SOURCE PASSAGE:
# Craftsman Axle Part?



## wjjones (May 28, 2010)

I am searching for a part#, or part discription there is a little strut on my transaxle that has no part# in the book, or on sears? It looks like one of those auto shocks that holds the hood, hatch, etc up but is much shorter.. You can see it in this link it is the little strut rod beside the axle fan/pulley.

http://www.searspartsdirect.com/part...dMod=917276800


----------



## HYDROGUARDIAN16 (Feb 14, 2007)

damper part #191030 

link:
http://c.searspartsdirect.com/lis_png/PLDM/P0603018-00001.png


----------



## wjjones (May 28, 2010)

HYDROGUARDIAN16 said:


> damper part #191030
> 
> link:
> http://c.searspartsdirect.com/lis_png/PLDM/P0603018-00001.png



Thankyou for the link, and the info on the part#....


----------



## HYDROGUARDIAN16 (Feb 14, 2007)

your welcome!

Ben


----------



## dangeroustoys56 (Jul 26, 2010)

How does the trans mount in the tractor? Seems odd its built to flex , most are solid mounted....


----------



## wjjones (May 28, 2010)

dangeroustoys56 said:


> How does the trans mount in the tractor? Seems odd its built to flex , most are solid mounted....



Mine is fixed it has 2 lift blocks with bolts mounted to 2 flanges that are part of the frame.. 4 grade 8 bolts in each flange


----------

WRITTEN PROBLEM:
State whether each statement agrees with the thread, answering yes or no and quoting the deciding words: (a) HYDROGUARDIAN16 identifies the strut as damper part #191030. (b) wjjones describes the strut as longer than the shocks that hold up a car hood or hatch. (c) wjjones reports four grade 8 bolts in each frame flange. Rely solely on the thread above.

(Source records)

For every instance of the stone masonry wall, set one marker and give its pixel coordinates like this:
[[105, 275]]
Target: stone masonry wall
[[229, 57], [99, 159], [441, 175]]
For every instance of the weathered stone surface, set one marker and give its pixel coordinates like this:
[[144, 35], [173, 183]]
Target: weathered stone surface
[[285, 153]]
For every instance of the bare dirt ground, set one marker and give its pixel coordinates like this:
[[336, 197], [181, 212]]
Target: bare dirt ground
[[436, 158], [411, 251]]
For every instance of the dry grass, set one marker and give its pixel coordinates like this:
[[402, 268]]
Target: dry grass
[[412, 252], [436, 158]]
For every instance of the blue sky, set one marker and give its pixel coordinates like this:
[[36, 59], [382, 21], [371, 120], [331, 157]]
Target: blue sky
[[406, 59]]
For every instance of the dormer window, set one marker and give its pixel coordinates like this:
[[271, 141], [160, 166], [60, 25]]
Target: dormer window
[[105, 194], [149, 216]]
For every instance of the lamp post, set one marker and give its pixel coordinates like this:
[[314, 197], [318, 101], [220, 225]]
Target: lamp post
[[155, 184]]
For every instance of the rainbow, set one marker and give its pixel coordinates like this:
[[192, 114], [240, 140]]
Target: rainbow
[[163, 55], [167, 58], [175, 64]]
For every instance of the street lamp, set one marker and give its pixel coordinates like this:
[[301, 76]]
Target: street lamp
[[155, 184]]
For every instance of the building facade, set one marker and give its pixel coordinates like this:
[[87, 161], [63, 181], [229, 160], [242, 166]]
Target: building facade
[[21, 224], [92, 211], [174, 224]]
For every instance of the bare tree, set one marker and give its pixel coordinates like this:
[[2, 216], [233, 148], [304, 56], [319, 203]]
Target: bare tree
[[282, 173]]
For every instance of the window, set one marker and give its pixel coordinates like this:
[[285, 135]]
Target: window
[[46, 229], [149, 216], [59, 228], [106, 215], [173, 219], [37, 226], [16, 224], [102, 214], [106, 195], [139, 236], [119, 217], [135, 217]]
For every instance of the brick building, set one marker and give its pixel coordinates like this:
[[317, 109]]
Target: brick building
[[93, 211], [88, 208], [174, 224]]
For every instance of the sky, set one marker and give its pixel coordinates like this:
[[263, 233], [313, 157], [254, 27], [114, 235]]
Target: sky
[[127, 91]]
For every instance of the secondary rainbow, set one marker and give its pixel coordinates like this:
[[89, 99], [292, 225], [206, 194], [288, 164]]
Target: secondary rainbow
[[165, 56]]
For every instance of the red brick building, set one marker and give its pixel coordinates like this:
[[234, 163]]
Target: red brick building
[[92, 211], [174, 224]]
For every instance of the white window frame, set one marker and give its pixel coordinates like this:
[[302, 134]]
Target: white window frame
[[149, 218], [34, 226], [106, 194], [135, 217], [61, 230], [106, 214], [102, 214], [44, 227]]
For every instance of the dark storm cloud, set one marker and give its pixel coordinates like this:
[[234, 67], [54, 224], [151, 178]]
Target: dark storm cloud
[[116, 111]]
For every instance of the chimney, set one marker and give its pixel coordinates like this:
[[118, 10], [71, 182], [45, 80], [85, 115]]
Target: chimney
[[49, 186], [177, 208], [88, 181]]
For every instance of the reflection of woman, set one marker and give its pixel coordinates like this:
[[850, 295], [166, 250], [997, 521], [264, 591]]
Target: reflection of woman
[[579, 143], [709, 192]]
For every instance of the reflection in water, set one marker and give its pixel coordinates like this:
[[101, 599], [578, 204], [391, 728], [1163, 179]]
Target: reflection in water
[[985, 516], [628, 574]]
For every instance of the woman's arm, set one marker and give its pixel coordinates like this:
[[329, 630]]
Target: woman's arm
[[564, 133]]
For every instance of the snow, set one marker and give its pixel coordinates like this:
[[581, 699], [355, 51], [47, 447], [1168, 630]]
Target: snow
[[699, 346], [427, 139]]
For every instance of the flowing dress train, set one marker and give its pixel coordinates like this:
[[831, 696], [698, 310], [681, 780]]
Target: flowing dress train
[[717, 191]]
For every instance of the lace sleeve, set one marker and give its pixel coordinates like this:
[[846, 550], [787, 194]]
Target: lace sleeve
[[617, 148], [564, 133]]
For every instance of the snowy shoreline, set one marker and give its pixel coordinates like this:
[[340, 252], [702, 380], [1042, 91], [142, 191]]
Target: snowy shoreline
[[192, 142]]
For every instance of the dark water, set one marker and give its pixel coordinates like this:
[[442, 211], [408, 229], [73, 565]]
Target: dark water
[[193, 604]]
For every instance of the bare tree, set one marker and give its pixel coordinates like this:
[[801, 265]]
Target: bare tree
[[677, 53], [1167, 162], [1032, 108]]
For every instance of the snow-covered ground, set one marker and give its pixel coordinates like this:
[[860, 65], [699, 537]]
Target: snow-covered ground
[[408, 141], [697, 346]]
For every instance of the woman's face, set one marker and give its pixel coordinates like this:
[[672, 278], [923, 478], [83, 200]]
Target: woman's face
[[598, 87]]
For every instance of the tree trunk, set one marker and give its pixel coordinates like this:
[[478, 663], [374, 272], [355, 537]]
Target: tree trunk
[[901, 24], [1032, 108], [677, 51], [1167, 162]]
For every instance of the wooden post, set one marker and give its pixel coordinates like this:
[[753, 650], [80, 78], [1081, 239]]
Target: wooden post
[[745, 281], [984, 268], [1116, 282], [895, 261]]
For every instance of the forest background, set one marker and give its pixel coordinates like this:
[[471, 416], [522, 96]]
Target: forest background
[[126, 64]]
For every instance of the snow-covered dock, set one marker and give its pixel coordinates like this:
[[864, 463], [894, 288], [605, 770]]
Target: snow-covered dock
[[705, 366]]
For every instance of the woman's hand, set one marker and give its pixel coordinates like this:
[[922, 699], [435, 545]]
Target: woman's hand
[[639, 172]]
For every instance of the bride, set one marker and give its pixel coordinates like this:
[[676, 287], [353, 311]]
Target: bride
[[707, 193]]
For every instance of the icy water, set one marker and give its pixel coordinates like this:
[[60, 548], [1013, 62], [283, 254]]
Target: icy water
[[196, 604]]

SOLUTION TO THE PROBLEM:
(a) Yes: "damper part #191030"
(b) No: "but is much shorter"
(c) Yes: "4 grade 8 bolts in each flange"